** Listed entries **
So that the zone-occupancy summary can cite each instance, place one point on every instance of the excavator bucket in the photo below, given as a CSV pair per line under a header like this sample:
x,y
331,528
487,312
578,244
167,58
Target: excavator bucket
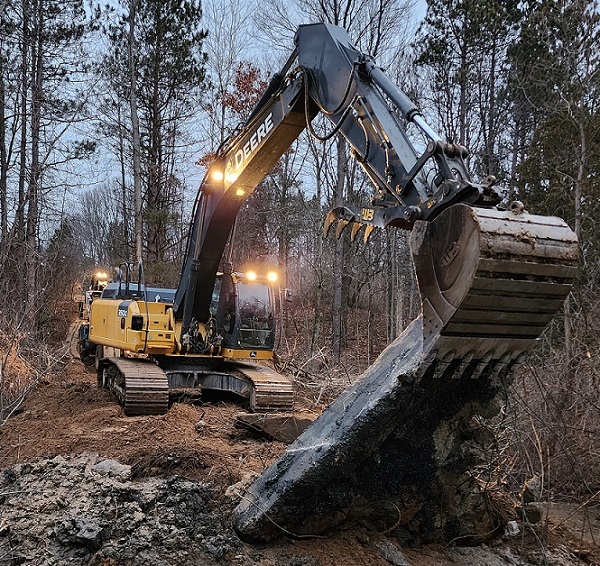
x,y
397,448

** Task details **
Render every line of the records above as a Markdown table with the columns "Row" and "Line", numbering the rows in order, omitting blank lines, and leaving out the pictures.

** Complete response **
| Row | Line |
|---|---|
| 1 | So that the zone-occupancy summary can cite each instance, place one point on every instance of the excavator bucket in the photo below, given as a CSV pair per line under a header like this sample: |
| 2 | x,y |
| 3 | 331,528 |
| 4 | 487,312 |
| 5 | 578,244 |
| 6 | 167,58 |
| 7 | Target: excavator bucket |
| 8 | x,y |
| 9 | 397,448 |